What to work on: Please recast the lines from the one holding "the raw chicken" through the end of the records, inclusive, as a Markdown table with the columns Row and Line. Leave out any blank lines.

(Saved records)
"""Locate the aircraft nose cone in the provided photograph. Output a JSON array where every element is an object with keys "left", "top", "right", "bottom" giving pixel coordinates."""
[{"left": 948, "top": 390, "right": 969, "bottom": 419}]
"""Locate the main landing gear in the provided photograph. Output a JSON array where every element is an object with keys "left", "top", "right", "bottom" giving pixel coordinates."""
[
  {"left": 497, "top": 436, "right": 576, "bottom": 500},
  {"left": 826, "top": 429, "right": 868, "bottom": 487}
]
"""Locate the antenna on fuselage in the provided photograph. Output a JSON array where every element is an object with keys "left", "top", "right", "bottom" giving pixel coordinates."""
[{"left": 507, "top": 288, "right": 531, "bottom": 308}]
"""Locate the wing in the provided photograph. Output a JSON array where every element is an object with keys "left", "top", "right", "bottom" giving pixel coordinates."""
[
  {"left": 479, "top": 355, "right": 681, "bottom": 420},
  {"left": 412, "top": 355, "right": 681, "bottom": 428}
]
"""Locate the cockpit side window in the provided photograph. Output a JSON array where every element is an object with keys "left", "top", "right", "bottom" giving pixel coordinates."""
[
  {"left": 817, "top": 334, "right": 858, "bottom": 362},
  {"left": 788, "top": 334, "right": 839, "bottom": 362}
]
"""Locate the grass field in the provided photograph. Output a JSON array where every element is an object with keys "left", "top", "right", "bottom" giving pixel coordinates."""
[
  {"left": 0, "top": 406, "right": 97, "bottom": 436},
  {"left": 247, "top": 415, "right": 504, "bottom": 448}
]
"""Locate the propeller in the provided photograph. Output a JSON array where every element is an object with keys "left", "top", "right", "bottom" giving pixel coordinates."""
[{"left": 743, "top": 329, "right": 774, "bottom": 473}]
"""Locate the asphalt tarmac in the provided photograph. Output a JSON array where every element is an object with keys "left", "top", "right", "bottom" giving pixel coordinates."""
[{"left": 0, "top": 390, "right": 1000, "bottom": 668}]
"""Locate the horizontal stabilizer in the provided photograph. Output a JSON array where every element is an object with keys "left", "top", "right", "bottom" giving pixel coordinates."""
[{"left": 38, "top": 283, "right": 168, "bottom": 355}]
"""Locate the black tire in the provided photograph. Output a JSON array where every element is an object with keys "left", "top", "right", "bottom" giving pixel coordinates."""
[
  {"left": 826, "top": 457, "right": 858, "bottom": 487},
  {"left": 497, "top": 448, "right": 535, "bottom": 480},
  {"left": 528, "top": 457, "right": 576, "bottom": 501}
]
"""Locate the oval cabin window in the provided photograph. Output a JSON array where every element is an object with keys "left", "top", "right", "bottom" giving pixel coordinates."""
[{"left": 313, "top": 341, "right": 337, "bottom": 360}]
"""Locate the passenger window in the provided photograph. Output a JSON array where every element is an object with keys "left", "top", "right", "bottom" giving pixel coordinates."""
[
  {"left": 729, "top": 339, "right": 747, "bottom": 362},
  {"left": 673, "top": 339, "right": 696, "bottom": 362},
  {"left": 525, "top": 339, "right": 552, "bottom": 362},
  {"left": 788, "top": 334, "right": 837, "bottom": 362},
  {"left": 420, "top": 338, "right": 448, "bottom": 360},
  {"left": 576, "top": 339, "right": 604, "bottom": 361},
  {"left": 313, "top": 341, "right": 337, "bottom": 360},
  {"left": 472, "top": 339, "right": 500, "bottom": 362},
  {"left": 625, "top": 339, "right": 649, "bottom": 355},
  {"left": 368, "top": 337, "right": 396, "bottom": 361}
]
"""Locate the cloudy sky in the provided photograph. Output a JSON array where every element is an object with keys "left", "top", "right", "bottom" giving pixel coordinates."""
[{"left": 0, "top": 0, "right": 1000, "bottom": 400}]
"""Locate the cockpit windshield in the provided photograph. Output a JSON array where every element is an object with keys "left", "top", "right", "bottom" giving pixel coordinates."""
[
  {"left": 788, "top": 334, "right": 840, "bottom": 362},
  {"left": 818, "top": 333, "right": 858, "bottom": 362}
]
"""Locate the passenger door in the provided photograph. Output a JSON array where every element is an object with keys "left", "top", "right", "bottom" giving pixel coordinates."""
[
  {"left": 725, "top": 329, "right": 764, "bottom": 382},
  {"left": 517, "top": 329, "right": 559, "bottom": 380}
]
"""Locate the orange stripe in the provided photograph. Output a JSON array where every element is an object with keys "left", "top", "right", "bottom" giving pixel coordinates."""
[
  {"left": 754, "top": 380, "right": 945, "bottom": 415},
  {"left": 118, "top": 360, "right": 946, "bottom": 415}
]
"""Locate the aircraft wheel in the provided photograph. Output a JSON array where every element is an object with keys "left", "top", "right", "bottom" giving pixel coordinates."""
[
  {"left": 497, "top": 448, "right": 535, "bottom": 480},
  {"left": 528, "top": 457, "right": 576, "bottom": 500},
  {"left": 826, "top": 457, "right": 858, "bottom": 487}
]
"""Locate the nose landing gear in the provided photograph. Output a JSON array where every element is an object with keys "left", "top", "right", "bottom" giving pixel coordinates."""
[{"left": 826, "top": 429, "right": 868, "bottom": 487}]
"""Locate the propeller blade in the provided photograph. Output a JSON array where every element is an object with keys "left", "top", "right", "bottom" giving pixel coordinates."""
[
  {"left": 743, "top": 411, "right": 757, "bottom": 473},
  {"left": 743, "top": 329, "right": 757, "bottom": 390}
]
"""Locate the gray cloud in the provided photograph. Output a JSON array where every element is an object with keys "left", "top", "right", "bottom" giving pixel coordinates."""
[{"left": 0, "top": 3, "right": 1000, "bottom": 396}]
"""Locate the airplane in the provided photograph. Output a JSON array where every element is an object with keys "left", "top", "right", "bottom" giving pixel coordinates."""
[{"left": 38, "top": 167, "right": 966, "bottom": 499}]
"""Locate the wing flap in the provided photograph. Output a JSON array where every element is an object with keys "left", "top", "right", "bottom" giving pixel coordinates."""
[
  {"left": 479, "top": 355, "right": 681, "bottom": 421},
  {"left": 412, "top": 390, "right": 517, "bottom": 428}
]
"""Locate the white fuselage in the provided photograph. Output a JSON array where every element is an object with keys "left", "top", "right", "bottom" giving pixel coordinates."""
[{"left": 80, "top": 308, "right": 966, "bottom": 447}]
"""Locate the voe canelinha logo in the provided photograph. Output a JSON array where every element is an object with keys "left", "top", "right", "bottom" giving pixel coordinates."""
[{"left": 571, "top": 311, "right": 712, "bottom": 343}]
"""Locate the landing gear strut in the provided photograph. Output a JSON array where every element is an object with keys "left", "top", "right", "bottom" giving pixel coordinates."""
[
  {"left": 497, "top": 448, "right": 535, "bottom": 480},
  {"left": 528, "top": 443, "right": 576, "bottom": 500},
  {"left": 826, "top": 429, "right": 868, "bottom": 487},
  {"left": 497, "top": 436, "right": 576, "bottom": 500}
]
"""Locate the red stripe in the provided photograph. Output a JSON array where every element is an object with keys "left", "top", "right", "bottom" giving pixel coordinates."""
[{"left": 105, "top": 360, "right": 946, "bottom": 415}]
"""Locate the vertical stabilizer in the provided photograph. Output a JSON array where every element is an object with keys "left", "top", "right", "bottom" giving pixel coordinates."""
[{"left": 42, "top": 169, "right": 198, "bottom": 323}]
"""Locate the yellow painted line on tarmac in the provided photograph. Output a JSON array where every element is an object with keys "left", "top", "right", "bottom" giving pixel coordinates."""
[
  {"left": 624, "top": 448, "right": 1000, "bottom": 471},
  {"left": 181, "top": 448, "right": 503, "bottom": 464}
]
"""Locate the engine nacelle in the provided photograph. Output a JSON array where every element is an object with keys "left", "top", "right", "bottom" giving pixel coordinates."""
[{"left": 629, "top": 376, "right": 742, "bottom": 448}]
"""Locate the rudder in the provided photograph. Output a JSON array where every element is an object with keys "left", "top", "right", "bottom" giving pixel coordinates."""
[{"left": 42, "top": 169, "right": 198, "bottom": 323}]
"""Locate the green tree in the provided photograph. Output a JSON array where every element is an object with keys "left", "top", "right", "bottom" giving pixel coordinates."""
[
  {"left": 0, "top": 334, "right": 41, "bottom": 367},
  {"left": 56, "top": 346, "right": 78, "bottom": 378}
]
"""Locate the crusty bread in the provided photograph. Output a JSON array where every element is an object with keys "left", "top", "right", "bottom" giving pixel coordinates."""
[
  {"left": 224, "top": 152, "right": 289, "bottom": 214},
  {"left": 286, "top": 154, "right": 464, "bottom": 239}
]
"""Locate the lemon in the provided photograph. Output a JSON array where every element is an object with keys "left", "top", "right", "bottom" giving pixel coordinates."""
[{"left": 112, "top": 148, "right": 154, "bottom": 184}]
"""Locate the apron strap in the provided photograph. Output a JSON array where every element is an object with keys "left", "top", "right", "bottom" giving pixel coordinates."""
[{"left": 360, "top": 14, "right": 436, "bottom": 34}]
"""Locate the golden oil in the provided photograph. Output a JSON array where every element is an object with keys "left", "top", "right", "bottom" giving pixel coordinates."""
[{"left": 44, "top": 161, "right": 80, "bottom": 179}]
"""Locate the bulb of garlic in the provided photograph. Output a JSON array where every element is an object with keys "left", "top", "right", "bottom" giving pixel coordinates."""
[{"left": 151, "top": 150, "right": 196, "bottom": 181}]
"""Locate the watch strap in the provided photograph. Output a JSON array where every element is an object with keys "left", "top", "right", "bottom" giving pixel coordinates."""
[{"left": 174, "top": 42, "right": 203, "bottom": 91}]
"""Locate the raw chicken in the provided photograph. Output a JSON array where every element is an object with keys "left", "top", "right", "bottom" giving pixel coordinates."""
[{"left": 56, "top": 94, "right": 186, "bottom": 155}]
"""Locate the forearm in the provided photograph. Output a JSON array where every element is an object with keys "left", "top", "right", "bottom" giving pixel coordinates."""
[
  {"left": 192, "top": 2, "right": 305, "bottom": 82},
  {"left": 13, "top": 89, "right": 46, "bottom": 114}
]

Output for this exercise:
| Row | Line |
|---|---|
| 1 | """Locate the raw chicken in the provided photograph. Output a JSON array where every element is an object with keys "left", "top", "right", "bottom" giving pixel coordinates.""" |
| 2 | [{"left": 56, "top": 94, "right": 186, "bottom": 155}] |
| 3 | """Locate the forearm in the provided photograph. Output a JSON array where every element is an object with keys "left", "top", "right", "bottom" giving pixel coordinates.""" |
| 4 | [ |
| 5 |   {"left": 192, "top": 2, "right": 305, "bottom": 82}, |
| 6 |   {"left": 13, "top": 89, "right": 46, "bottom": 114} |
| 7 | ] |